● Le problème
Imprimez, s'il vous plaît, tout ce qui va de « Il ? Thierry » jusqu'à « des eaux usées***. » dans l'entretien ci-dessous sur les relations avec Chambéry, à l'identique.

● Texte fourni
Lorsque vous déclarez l’avoir rompu, en février 2021**, était-ce juste un effet d’annonce ?Non, il y avait un trop-plein, j’avais la pression au quotidien. Donner des places de VP à tous, ok, mais c’est dans le choix des conseillers délégués qu’il y a eu problème. Nous déléguons certaines de nos compétences à des délégués extérieurs et là, on m’a mis la pression pour qu’on y retrouve le même équilibre qu’avec les vice-présidences. Or, le choix des délégués était à la discrétion du président, c’est moi qui les nomme. Je vais les désigner selon les besoins et les manques, il en fallait une dizaine et s’il en faut davantage, je les désignerai moi. J’ai du coup subi des attaques en règle, les accords d’équilibre fixés par le pacte de gouvernance volaient en éclat. Il a été virulent en tête-à-tête, je ne pensais pas sortir la teneur de cet entretien publiquement.
Il ? Thierry Repentin ?Oui. Ça m’a libéré de le faire, j’étais très marqué ce jour-là.
A quel point est-il gênant d’avoir si peu de bonnes relations avec la ville centre ?C’est surtout gênant pour elle ! On sait à quel point Chambéry a et a eu des problèmes financiers, une grande partie de ses projets ne peuvent se réaliser sans nous. Ce que je m’efforce de faire est de ne surtout pas entrer dans cette guerre, je ne voulais pas entrer dans ces considérations.Quand il a fallu se positionner sur le stade, 4 millions d’euros manquaient, on était dans le dur, il m’a fallu convaincre mes soutiens d’y aller. Si je disais non… C’était un projet d’intérêt général mais à l’arrivée, on ajoute 500 000 euros encore, qui n’étaient pas prévus. Et quelques semaines après, Thierry Repentin me bloque le bassin de stockage des eaux usées***.

● Données enregistrées

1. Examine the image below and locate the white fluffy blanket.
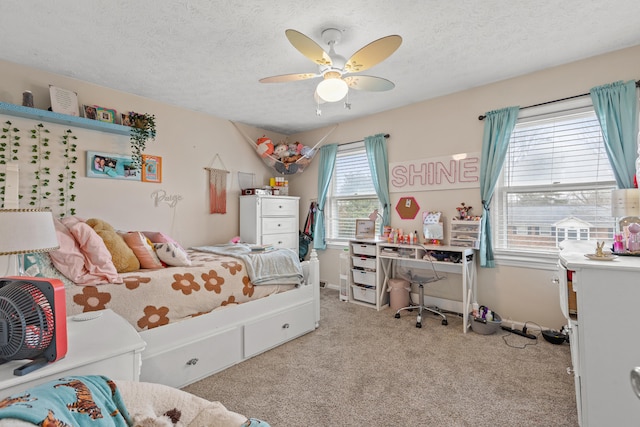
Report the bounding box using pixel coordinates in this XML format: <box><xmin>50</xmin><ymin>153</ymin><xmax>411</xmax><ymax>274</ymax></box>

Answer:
<box><xmin>0</xmin><ymin>380</ymin><xmax>258</xmax><ymax>427</ymax></box>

● Réponse
Il ? Thierry Repentin ?Oui. Ça m’a libéré de le faire, j’étais très marqué ce jour-là.
A quel point est-il gênant d’avoir si peu de bonnes relations avec la ville centre ?C’est surtout gênant pour elle ! On sait à quel point Chambéry a et a eu des problèmes financiers, une grande partie de ses projets ne peuvent se réaliser sans nous. Ce que je m’efforce de faire est de ne surtout pas entrer dans cette guerre, je ne voulais pas entrer dans ces considérations.Quand il a fallu se positionner sur le stade, 4 millions d’euros manquaient, on était dans le dur, il m’a fallu convaincre mes soutiens d’y aller. Si je disais non… C’était un projet d’intérêt général mais à l’arrivée, on ajoute 500 000 euros encore, qui n’étaient pas prévus. Et quelques semaines après, Thierry Repentin me bloque le bassin de stockage des eaux usées***.